WORK ORDER A: Reproduce the interview on transaction cost analysis from the part that opens with the words containing "Senior vice president" and closes with "classes and markets?", swapping "liquidity" for "market depth".
WORK ORDER B: Do these statements agree with the interview on transaction cost analysis? (i) Equity TCA is more mature than TCA on other asset classes. (ii) The lack of accurate data is most pronounced for FX transactions. (iii) In the FX request for quote workflow, most costs are standardised across brokers.
WORK ORDER C: Continue the interview on transaction cost analysis from where it stops.

SELECTED TEXT:

::::::::::

Stéphane Marie-François: Exploring transaction cost analysis

Senior vice president and multi-asset trader at Unigestion, Stéphane Marie-François, dives into the world of cross-asset transaction cost analysis (TCA) with The TRADE to discuss liquidity, automation and remaining limitations.

How can you leverage TCA innovation to generate better efficiencies across asset classes and markets?

Equity TCA has been existing globally for a number of years and is therefore much more matured compared to TCA on any other asset classes such as FI, FX and listed derivatives.

As of today, the lack of accurate data and the need of standards is particularly pronounced for fixed income transactions and over the counter (OTC) markets in general. Intraday data may not be available in many derivative or fixed income instruments making the use of the TCA not relevant. The request for quote (RFQ) workflow on FX justifies a limited use of the TCA as most of the costs are standardised across the brokers. Nevertheless, the fact that different asset classes can have similarities in terms of liquidity profile or regulation justifies the use of the TCA. There remains a huge amount of future potential for TCA in general once more clean data is available at a decent cost. Equity TCA is the most advanced and can be taken as a reference to improve and strengthen the other assets classes, we just need to adapt the metrics for each asset classes.

::::::::::

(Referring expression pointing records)
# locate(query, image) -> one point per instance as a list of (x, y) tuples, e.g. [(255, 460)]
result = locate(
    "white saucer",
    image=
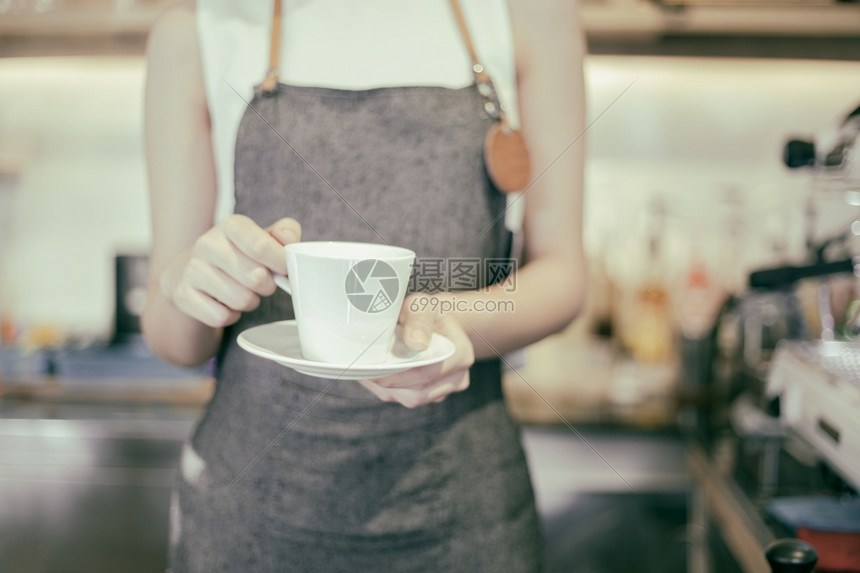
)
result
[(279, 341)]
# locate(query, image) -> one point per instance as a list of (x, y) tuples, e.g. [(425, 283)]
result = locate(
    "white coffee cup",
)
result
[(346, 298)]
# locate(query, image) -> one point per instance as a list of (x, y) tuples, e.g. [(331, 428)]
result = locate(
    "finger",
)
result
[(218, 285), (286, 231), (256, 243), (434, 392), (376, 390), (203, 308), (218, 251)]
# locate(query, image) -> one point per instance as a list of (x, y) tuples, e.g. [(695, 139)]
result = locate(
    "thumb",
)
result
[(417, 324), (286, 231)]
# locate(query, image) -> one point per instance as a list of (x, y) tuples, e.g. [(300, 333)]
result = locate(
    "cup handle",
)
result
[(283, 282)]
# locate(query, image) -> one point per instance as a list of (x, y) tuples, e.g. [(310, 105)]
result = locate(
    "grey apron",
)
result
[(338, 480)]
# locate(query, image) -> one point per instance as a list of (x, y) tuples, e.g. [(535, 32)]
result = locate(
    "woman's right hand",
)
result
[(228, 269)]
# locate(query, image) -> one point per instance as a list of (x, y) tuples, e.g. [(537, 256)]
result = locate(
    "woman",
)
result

::::::::::

WRITTEN REPLY A:
Senior vice president and multi-asset trader at Unigestion, Stéphane Marie-François, dives into the world of cross-asset transaction cost analysis (TCA) with The TRADE to discuss market depth, automation and remaining limitations.

How can you leverage TCA innovation to generate better efficiencies across asset classes and markets?

WRITTEN REPLY B:
(i) Yes: "much more matured compared to TCA on any other asset classes such as FI, FX and listed derivatives"
(ii) No: "particularly pronounced for fixed income transactions and over the counter (OTC) markets in general"
(iii) Yes: "most of the costs are standardised across the brokers"

WRITTEN REPLY C:
How can TCA allow traders to better interact with and visualise liquidity across asset classes?

TCA has become one of the most important components for buy-side trading desks in recent years. It gives the trader a quantitative measure and a deep analysis of exactly what has happened with each and every execution. TCA gives traders insights to better assess the difficulty of their trades in pre-trade, during the execution with real-time fills, and a deep overview in post-trade. There is a big topic at the moment about real-time TCA. I think it is at a too early stage because there is yet to be a strong solution. We have tools with some providers already but they are limited in terms of scope and options. I think we can do better and I trust the brokers and execution management systems (EMS) providers to deliver in the coming months. Brokers already have tools including machine learning (ML) or artificial intelligence (AI) which feed their SOR to improve trading decisions or behaviours of their algorithms. If we could have those kinds of tools available it would help the liquidity search and avoid toxic venues, while also readjusting size to avoid adverse selection etc. We could get the information in dedicated dashboards and/or alerts directly integrated into our EMS.

Do you think institutional interest in trading cryptocurrencies and digital assets is ramping up and how do you expect TCA to be evolved to reflect this?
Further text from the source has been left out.